You'll notice the only event worth celebrating was the first.

Baseball: I swore I would NEVER EVER go back to baseball. The bickering between the owners and player's union holds less logic to it than ASUO proceedings.

Then, in a panic the night before it occurred, I begged my father to tape Ripken's 2,131st consecutive game.

I read a coffee-table baseball book this summer in which the author proclaimed, "Football sells the team and the rivalry. Basketball sells the individual players. Hockey sells the violence and speed. Baseball sells the game and tradition. Baseball isn't measured in minutes, hours, quarters, innings or even games. Baseball is measured in decades." He likened the game over the last two seasons to seeing a great play put on at the local elementary school. Spectators suffered through it but thought back to the day they first saw it performed on Broadway.

Cal Ripken, Jr. is the Iron Man, the Work Horse, the Common Man's Hero. He hasn't missed a day of work since May 13, 1982. In 1982, I was 8 years old and missed about a week of school with the chicken pox. Only two other players are still active from when Ripken came into the league. Wade Boggs of the Yankees missed a few games in the Eighties when he sprained his back while putting on his cowboy boots. After one game this summer, I noticed Ripken came out of the tunnel wearing boat shoes.

I watch players like Ripken of the Orioles, Jay Buhner of the Mariners who has more Runs Batted In (RBIs) than hits as of this writing, and Greg Maddux of the Braves working on his, like, 50th Cy Young Award and realize that slowly the stage is, once again, being taken over by the great ones. And if not, well, just repeat after me: Whip me, beat me, hurt me, just keep playing...

• PROBLEM A:
In the baseball column, since what date has Ripken not missed a day of work?
The baseball column above and the listing that comes next are unrelated material.

Data items:

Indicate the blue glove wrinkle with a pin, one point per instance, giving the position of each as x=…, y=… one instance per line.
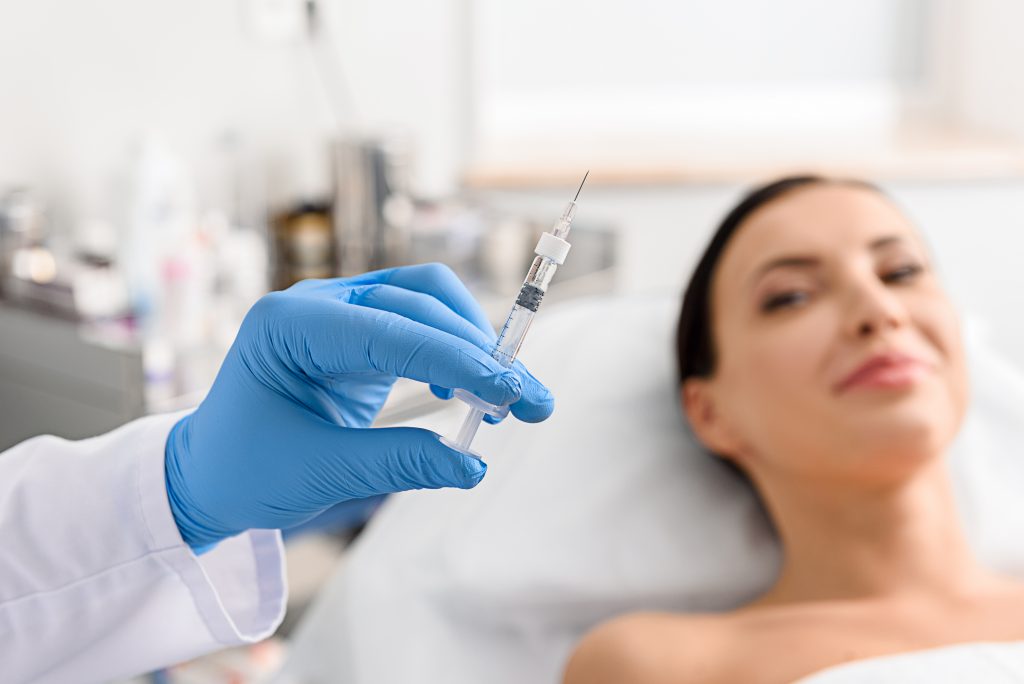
x=284, y=432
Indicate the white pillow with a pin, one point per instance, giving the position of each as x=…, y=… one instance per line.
x=607, y=507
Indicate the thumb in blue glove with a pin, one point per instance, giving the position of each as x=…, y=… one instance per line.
x=285, y=431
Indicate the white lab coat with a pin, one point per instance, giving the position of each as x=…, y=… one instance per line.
x=95, y=582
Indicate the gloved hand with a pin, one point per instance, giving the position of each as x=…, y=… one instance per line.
x=284, y=432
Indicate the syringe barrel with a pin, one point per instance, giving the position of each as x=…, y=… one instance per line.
x=526, y=304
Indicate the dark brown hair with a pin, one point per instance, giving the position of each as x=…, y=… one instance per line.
x=694, y=342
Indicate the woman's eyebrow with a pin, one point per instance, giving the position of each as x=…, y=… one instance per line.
x=804, y=261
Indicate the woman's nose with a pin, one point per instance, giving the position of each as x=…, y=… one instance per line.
x=875, y=308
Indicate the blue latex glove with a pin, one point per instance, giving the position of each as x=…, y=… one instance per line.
x=284, y=433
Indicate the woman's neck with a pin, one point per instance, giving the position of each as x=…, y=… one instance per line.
x=849, y=544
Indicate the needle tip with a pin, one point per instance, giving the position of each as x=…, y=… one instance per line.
x=581, y=185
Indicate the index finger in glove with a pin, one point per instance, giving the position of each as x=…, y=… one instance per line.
x=337, y=338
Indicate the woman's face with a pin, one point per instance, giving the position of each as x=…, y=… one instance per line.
x=838, y=352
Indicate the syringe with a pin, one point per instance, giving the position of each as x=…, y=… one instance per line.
x=551, y=251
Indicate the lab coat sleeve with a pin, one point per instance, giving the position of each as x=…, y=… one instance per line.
x=95, y=582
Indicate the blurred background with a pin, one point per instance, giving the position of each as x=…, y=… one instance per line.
x=164, y=164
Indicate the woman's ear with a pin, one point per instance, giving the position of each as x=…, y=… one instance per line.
x=706, y=420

• PROBLEM B:
Show each line of the listing that includes the string "coat".

• RESULT A:
May 13, 1982.

• RESULT B:
Indicate the white lab coat with a pin, one point per instance, giving the position of each as x=…, y=… one instance per line.
Indicate the lab coat sleeve with a pin, one point per instance, giving the position of each as x=…, y=… one instance per line.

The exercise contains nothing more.